ASSIGNED TASK – Would you please retype the records that follow, word for word?

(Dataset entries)

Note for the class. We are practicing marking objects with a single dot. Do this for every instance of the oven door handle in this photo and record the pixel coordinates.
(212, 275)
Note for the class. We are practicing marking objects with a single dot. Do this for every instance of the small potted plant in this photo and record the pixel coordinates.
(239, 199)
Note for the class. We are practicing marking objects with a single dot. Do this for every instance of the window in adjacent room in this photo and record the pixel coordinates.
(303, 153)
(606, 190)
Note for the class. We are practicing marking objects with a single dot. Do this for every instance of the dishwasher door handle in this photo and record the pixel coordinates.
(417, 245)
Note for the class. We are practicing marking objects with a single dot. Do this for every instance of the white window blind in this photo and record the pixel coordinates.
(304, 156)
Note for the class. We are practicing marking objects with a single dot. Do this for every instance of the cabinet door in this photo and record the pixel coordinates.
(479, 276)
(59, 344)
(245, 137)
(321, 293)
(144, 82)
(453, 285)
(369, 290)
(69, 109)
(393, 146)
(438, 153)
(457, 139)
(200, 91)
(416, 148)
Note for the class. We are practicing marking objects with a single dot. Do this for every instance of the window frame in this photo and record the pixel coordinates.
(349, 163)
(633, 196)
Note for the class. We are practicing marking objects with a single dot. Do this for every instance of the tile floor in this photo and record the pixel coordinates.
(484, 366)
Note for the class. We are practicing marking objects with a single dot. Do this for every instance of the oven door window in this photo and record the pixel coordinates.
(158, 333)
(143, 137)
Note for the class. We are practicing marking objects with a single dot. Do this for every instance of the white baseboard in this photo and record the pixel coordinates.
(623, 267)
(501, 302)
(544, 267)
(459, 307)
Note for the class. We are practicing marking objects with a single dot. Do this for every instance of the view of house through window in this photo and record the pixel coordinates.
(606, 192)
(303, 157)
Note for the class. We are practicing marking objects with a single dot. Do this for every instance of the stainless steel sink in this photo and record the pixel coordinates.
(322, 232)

SOLUTION FOR THIS EXERCISE –
Note for the class. We are practicing marking objects with a single dot. Do this for every instance of the oven door handle in this photo and record the pixel coordinates.
(212, 275)
Note for the class. We are practicing marking objects with a single dot. Do this for every instance of the small potted plant in this photo and record the pixel coordinates.
(239, 199)
Note for the class. We are practicing marking objects with a single dot. Do this for every instance of the window in adjacent room in this photo and record the pixel coordinates.
(303, 153)
(606, 190)
Note for the class. We are practicing marking objects with a single dot. Do this for every instance of the dishwasher door handle in this photo and record the pixel coordinates.
(417, 245)
Note for the class. We are practicing marking objects with a single dot. Do this for every instance of the white window blind in this photo and record the pixel coordinates.
(304, 156)
Note for the class. We are practicing marking objects with a single dot. Do this for every instance of the cabinet door in this photo and record the pixel coordinates.
(479, 276)
(59, 344)
(245, 137)
(321, 293)
(144, 82)
(453, 285)
(369, 290)
(69, 109)
(393, 146)
(438, 153)
(457, 139)
(200, 91)
(416, 148)
Note for the class. We are practicing marking objects with a single dot. Do this for every instance of the window frame in this photo and record the pixel coordinates.
(349, 163)
(633, 196)
Note for the class. We are practicing marking objects with a single dot. Do this for every instance of the tile floor in this photo and record the pixel coordinates.
(484, 366)
Note for the class. We are practicing marking objects with a single dot. Do this for every instance of the oven door window in this photo and record the pixel coordinates.
(158, 333)
(143, 137)
Note for the class. We are practicing marking objects with a single dot. Do this for every instance of the white baseboard in this photo and record the pixel coordinates.
(623, 267)
(501, 302)
(544, 267)
(459, 307)
Note for the class. We are practicing marking objects with a single dot. Do this for every instance of the view of house through window in this photo and record the pixel coordinates.
(606, 192)
(303, 157)
Note for the class. We are practicing marking objects with a single dot. Do this for every instance of the stainless steel sink in this photo and record the pixel coordinates.
(322, 232)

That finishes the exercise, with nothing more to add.